▶ **SET TASKS**
• 1. From the article on Jordan's role in Palestinian affairs, give the passage starting at "Correction Appended" and ending at "on the ceiling.", switching "cellphone shop" to "electronics store".
• 2. Carry on the article about talk of a Jordanian role in Palestinian affairs, beginning after its final sentence.
--- begin PASSAGE ---
Growing Talk of Jordanian Role in Palestinian Affairs

By HASSAN M. FATTAH
Published: July 10, 2007

Correction Appended

AMMAN, Jordan, July 6 — Inside a drab cellphone shop, set deep inside the sprawling Baqaa refugee camp on the outskirts of this city, Muhammad Khalil and his friends were as gloomy as the fluorescent lights that flickered on the ceiling.

“Everything has been ruined for us — we’ve been fighting for 60 years and nothing is left,” Mr. Khalil said, speaking of the Palestinian cause. Just weeks earlier, he might have been speaking enthusiastically to his friends here, in their usual hangout, about resistance, of fighting for his rights as a Palestinian and of one day returning to a Palestinian state.

Last Wednesday, however, he spoke of what he saw as a less satisfying goal for the Palestinians here and one that raises concerns for many other Jordanians: Palestinian union with Jordan.

“It would be better if Jordan ran things in Palestine, if King Abdullah could take control of the West Bank,” Mr. Khalil said, as his friends nodded. “The issue would be over if Jordan just took control.”

Even a few months ago, talk of some kind of Palestinian union with Jordan would have sounded quaint or even conspiratorial, 40 years after Jordan lost control of the West Bank in the 1967 war and nearly two decades after King Abdullah’s father, King Hussein, formally ceded administrative control of the territory to the Palestinians.

But as the Palestinian territories have been engulfed in turmoil, with Gaza and the West Bank now divided economically and politically, as well as physically, talk of a less ambitious, but no less delicate, federation between Jordan and the West Bank has begun rippling through many Jordanian and Palestinian circles.

Some Palestinians who have begun speaking of the subject see Jordan as a last resort to bring about security and stability to the West Bank and to prevent it from falling under the control of the militant Hamas faction, as Gaza has. Israeli officials who have spoken of the idea also say Jordan could help peace efforts by taking over security conditions — shorthand, many fear, for Jordan inheriting Israeli responsibility for security there. In any event, when Israel and the United States have spoken of a Palestinian state, they have talked of a demilitarized one, so some solution for Palestinian national security would be needed.
--- end PASSAGE ---
--- begin STORED ROWS ---
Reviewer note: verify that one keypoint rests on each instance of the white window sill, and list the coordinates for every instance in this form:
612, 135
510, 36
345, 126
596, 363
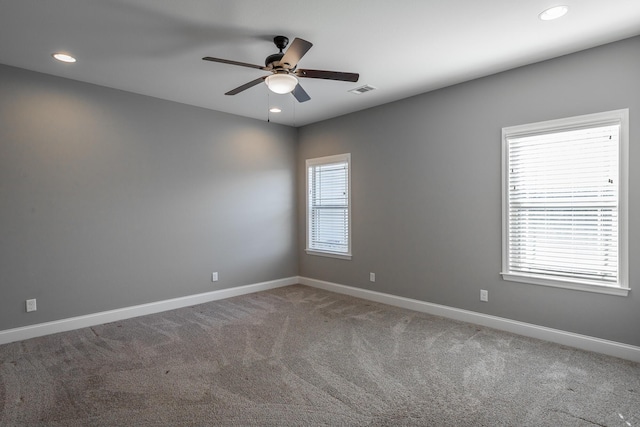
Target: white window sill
575, 285
328, 254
--- end STORED ROWS ---
▶ **RESPONSES PER TASK**
• 1.
Correction Appended

AMMAN, Jordan, July 6 — Inside a drab electronics store, set deep inside the sprawling Baqaa refugee camp on the outskirts of this city, Muhammad Khalil and his friends were as gloomy as the fluorescent lights that flickered on the ceiling.

• 2.
Jordanian commentators also have begun warning that talk of a union could put an end to the Palestinian national project and put Jordan itself in peril.

“You have a scenario-building exercise going on; Jordan is dealing with complex politics and they are trying to see where they will land and where it will leave the country,” said Oraib al-Rantawi, director of the Al Quds Center for Political Studies in Amman, speaking of the debate about federation. “Jordan has not yet decided on this issue, but it’s clear the debate has begun.”

The nature of any possible union has many iterations. Some see it as possible oversight of the Palestinian territories by Jordan while others see it as a partnership between two nations. But King Abdullah’s position was clear.

In an interview with the daily newspaper Al Ghad on July 1, he sought to put to rest rumors of a possible change in policy on the matter. “I say clearly that the idea of confederation or federation, or what is called administrative responsibility, is a conspiracy against the Palestinian cause, and Jordan will not involve itself in it,” he said. “The Jordanians refuse any settlement of the Palestinian issue at their expense.”

Ayman Safadi, editor in chief of al Ghad, who interviewed the king, said: “He was extremely blunt in the interview. No discussion. It’s a no-go.”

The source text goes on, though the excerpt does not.